Where a line below holds the string "snow", that line goes into the answer.
EXTRACTED MATERIAL Block Start
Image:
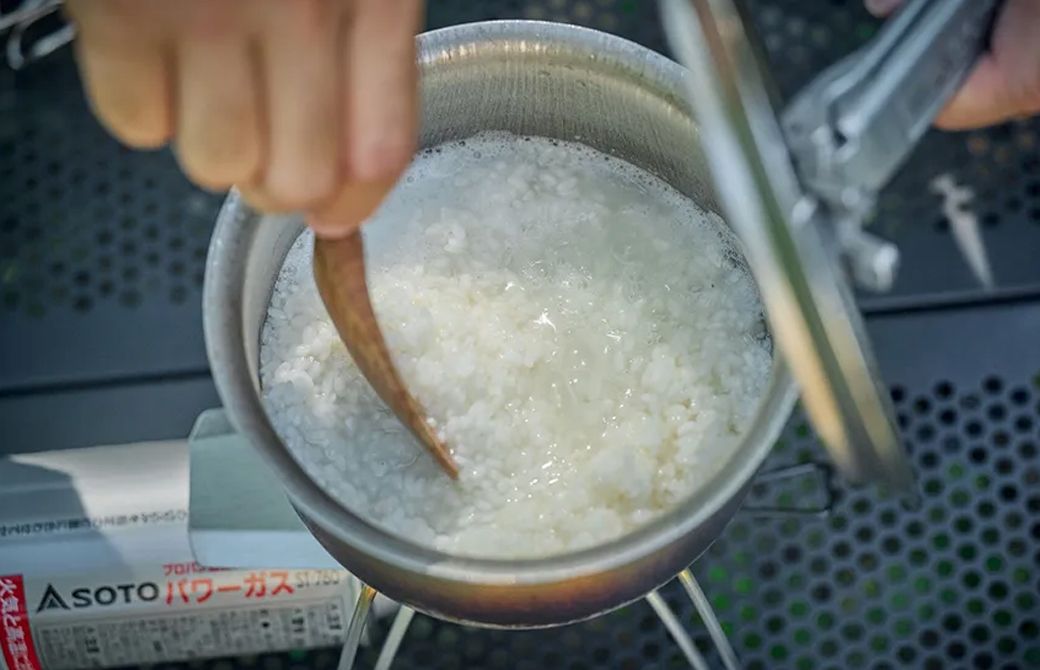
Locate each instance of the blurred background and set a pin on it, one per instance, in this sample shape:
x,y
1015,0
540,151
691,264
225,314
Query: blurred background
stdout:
x,y
102,252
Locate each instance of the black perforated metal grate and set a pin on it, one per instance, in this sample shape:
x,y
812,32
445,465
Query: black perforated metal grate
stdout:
x,y
101,253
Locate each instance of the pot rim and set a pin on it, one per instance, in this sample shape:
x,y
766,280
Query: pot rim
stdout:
x,y
224,327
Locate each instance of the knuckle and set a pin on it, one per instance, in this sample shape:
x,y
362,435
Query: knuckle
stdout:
x,y
295,188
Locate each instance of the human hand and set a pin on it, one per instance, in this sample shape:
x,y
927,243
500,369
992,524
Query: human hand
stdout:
x,y
1005,83
305,105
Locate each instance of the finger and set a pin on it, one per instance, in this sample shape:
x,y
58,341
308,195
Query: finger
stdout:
x,y
381,108
1006,82
381,91
354,203
126,71
218,139
300,61
882,7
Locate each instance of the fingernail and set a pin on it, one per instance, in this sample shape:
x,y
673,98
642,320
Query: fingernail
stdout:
x,y
348,209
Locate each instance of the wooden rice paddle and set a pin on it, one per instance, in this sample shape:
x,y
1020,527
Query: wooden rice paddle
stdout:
x,y
339,271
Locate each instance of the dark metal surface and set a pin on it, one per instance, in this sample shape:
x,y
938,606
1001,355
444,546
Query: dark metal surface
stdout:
x,y
101,255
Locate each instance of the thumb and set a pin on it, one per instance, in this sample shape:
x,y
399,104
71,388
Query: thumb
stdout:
x,y
354,203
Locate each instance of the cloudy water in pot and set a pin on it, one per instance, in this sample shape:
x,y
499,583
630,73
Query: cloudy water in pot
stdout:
x,y
583,336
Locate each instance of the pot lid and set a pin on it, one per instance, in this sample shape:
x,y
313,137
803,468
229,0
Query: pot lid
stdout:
x,y
794,240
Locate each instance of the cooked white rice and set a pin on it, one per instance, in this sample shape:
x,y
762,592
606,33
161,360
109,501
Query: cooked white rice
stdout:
x,y
579,332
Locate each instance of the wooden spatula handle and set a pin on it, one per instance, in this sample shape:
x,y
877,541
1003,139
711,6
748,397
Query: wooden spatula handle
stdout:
x,y
339,271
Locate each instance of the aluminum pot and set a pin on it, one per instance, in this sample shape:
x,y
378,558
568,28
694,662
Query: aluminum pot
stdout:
x,y
533,78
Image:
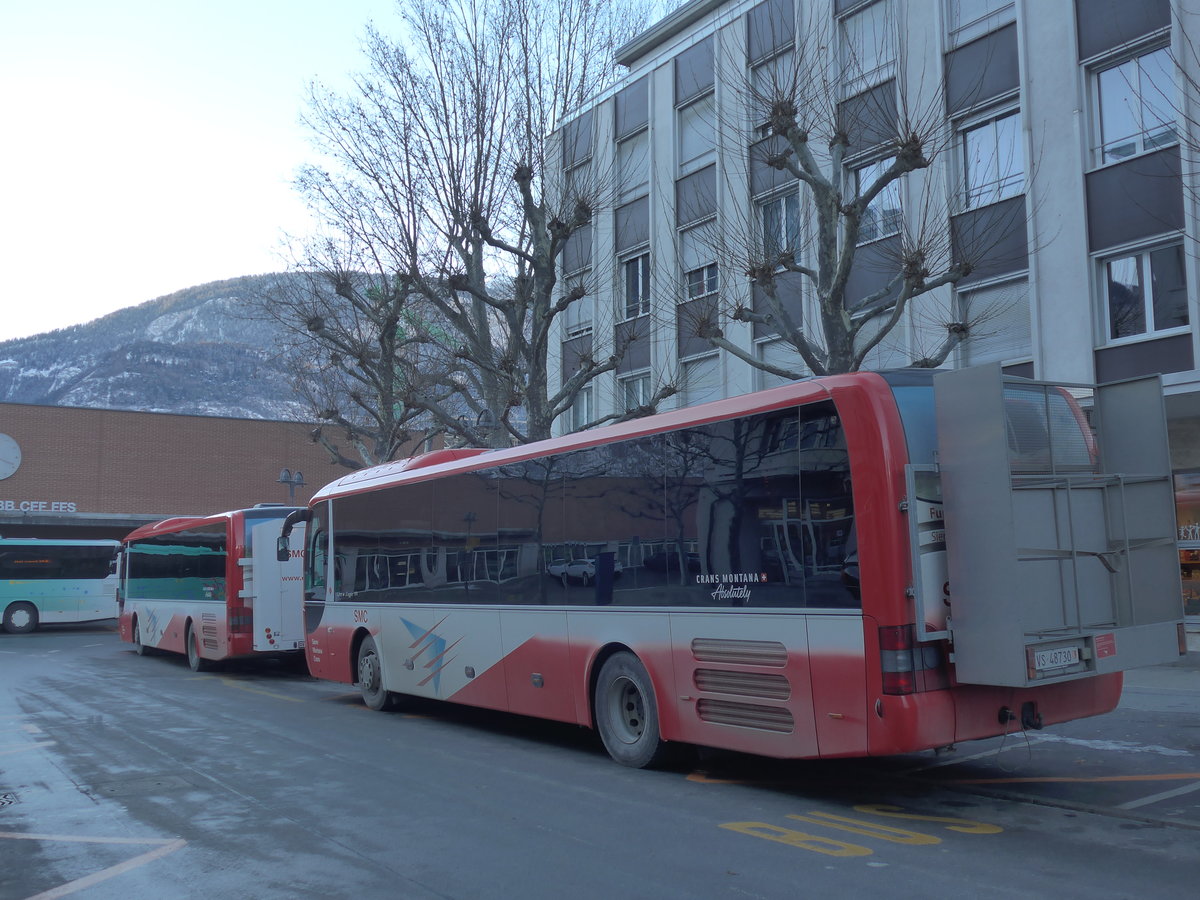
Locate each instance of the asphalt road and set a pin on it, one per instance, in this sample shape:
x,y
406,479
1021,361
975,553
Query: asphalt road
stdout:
x,y
125,777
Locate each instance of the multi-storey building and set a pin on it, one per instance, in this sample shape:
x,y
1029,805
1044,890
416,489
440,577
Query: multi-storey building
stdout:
x,y
1063,132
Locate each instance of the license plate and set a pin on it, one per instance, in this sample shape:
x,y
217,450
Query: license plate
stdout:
x,y
1056,658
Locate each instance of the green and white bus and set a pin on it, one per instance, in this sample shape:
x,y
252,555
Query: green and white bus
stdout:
x,y
52,581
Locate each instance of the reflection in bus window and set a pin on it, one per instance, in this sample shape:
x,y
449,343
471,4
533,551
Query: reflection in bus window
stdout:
x,y
753,511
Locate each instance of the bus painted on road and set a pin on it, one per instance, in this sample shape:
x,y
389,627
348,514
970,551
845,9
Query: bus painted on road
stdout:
x,y
851,565
211,588
55,581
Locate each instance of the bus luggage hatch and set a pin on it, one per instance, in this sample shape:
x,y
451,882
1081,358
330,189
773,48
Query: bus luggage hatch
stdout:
x,y
1060,544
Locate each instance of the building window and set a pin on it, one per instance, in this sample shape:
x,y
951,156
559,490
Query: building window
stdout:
x,y
780,354
772,82
969,19
635,391
581,409
577,317
993,161
701,381
1137,106
882,217
781,225
637,286
697,130
868,45
700,282
1146,293
634,162
999,323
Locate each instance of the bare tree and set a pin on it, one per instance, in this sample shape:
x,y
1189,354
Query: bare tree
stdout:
x,y
437,167
359,351
850,157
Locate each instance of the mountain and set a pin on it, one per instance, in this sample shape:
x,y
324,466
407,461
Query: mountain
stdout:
x,y
195,352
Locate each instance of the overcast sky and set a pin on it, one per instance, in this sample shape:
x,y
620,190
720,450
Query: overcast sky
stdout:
x,y
149,145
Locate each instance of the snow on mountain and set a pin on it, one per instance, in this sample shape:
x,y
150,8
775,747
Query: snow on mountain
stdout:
x,y
193,352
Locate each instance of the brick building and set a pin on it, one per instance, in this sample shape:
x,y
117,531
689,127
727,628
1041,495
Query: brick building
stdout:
x,y
100,473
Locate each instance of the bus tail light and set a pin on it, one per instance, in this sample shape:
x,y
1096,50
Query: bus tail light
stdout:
x,y
241,621
907,666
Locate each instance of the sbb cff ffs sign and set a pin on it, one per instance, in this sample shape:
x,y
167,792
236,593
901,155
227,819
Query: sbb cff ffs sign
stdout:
x,y
37,507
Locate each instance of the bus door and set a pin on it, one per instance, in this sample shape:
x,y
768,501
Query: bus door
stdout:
x,y
274,589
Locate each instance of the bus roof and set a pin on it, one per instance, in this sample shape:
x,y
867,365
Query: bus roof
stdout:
x,y
421,468
181,523
58,543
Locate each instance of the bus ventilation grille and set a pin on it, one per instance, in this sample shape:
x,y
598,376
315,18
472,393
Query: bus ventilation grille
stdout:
x,y
743,684
745,715
742,653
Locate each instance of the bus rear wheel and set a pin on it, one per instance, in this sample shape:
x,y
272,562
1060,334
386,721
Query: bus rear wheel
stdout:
x,y
19,618
195,660
627,713
138,647
370,676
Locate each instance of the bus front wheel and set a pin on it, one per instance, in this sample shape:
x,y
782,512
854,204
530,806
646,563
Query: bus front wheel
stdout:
x,y
370,676
19,618
627,713
195,660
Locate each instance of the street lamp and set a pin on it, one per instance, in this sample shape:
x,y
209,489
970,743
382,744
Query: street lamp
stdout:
x,y
293,480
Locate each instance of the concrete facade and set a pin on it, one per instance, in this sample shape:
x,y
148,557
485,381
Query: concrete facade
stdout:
x,y
1102,207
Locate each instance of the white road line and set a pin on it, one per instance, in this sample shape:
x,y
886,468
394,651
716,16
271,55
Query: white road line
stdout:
x,y
1163,796
111,871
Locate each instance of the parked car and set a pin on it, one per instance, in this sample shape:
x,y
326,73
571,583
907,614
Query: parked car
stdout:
x,y
579,570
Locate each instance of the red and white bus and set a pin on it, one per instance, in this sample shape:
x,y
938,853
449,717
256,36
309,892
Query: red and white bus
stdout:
x,y
771,573
211,587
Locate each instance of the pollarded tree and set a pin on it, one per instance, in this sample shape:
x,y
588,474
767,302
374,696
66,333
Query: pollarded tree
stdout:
x,y
359,351
837,109
437,172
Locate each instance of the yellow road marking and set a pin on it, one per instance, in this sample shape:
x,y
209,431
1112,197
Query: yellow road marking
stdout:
x,y
966,826
799,839
869,829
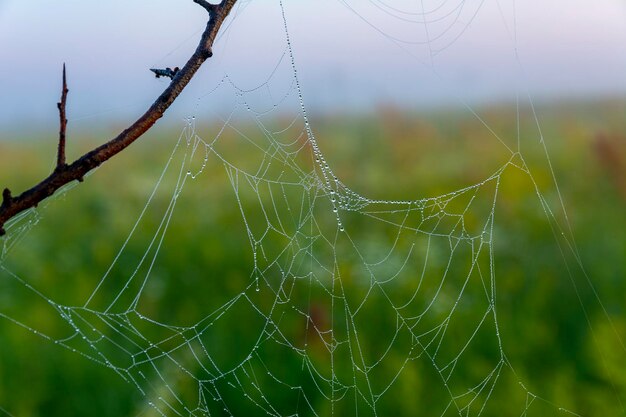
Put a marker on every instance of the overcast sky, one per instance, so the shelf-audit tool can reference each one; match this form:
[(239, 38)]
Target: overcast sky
[(350, 54)]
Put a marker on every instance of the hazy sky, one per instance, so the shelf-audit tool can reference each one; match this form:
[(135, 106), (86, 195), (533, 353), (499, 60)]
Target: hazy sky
[(350, 54)]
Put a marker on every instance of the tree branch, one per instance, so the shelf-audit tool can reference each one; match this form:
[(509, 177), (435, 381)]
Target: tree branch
[(76, 170), (62, 123)]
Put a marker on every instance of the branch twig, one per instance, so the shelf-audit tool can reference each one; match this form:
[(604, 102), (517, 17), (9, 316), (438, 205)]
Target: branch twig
[(62, 123), (76, 170)]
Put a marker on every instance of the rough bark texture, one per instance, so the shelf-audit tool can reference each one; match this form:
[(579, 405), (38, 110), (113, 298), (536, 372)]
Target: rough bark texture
[(65, 173)]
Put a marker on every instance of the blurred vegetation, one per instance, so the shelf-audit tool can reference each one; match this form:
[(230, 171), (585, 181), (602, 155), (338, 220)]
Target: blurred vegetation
[(562, 336)]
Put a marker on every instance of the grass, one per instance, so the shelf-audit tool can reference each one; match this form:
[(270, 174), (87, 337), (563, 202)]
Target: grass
[(554, 330)]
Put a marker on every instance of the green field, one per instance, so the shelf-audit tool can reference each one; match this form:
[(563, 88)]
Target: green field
[(519, 283)]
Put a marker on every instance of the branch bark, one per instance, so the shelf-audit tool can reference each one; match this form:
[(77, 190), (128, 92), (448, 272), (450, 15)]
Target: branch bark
[(62, 123), (75, 171)]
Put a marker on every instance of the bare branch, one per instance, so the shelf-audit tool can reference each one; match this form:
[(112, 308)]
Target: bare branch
[(77, 170), (211, 8), (62, 123)]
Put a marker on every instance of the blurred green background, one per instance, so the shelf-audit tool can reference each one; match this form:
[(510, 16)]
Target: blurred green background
[(561, 338)]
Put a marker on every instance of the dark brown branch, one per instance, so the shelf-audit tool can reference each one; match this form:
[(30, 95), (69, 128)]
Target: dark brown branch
[(62, 123), (77, 169), (211, 8)]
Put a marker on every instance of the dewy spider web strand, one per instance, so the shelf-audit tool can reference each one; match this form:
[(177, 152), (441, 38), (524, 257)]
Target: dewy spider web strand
EXTRACTED MATERIAL Block End
RESPONSE TO THE TASK:
Locate each instance of the snow on mountain and set a pin on it, one per instance, in this sample shape:
Query: snow on mountain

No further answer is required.